Daily: 10M votes × 60 bytes = 600 MB
Yearly: 220 GB
5 years: ~1 TB

Per poll:
- Metadata: ~500 bytes
- Options: 100 bytes × 5 = 500 bytes
Daily: 100K polls × 1KB = 100 MB

Database Operations¶

Writes:
- Peak: 10,000 votes/sec (INSERT)
- Each vote requires unique constraint check

Reads:
- Poll viewing: 100x vote rate = 1 million reads/sec (cached)
- Results aggregation: Heavy queries, should be pre-computed

Step 3: High-Level Architecture¶

System Overview¶

flowchart TB subgraph Clients["Client Layer"] Web[Web App] Mobile[Mobile App] API[API Clients] end subgraph Edge["Edge Layer"] CDN[CDN] LB[Load Balancer] end subgraph Gateway["API Layer"] APIGw[API Gateway<br/>Rate Limiting + Auth] end subgraph Services["Application Layer"] UserSvc[User Service] PollSvc[Poll Service] VoteSvc[Vote Service] ResultSvc[Results Service] end subgraph Async["Async Processing"] Queue[Kafka] VoteWorker[Vote Processor] ResultWorker[Results Aggregator] end subgraph Data["Data Layer"] Cache[(Redis)] PollDB[(Poll DB)] VoteDB[(Vote DB)] AuditLog[(Audit Log)] end Web --> CDN Mobile --> LB API --> LB CDN --> LB LB --> APIGw APIGw --> UserSvc APIGw --> PollSvc APIGw --> VoteSvc APIGw --> ResultSvc VoteSvc --> Queue VoteSvc --> Cache Queue --> VoteWorker VoteWorker --> VoteDB VoteWorker --> Cache VoteWorker --> AuditLog ResultSvc --> Cache PollSvc --> PollDB PollSvc --> Cache

Why Async Vote Processing?¶

At 10,000 votes/second, synchronous database writes would overwhelm PostgreSQL.

Synchronous approach (won't scale):

User → API → Database → Response
       └── 10,000 writes/sec to one DB

Asynchronous approach (scales):

User → API → Message Queue → Response (202 Accepted)
             └── Workers → Database (batched, controlled)

YOUR TASKS >>
• a. Translate this sentence from the voting system design excerpt into Spanish: "At 10,000 votes/second, synchronous database writes would overwhelm PostgreSQL."
• b. Reproduce the part of the voting system design excerpt from "Synchronous approach (won't" to "Response (202 Accepted)", word for word.

COLLECTED DATA >>

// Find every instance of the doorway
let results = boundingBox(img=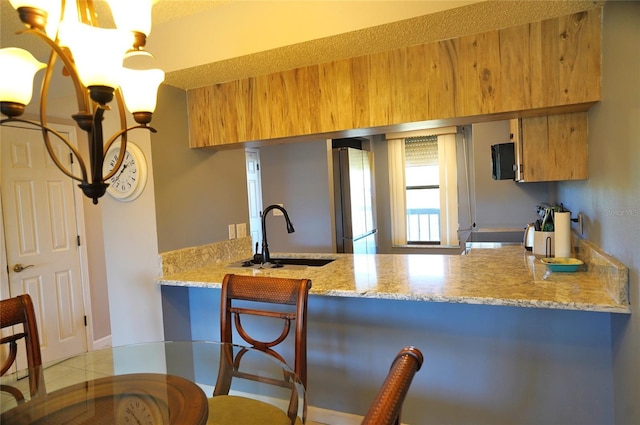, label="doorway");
[0,125,92,368]
[245,149,262,252]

RESPONSES >>
• a. A 10 000 votos por segundo, las escrituras síncronas en la base de datos saturarían PostgreSQL.

• b.
Synchronous approach (won't scale):

User → API → Database → Response
       └── 10,000 writes/sec to one DB

Asynchronous approach (scales):

User → API → Message Queue → Response (202 Accepted)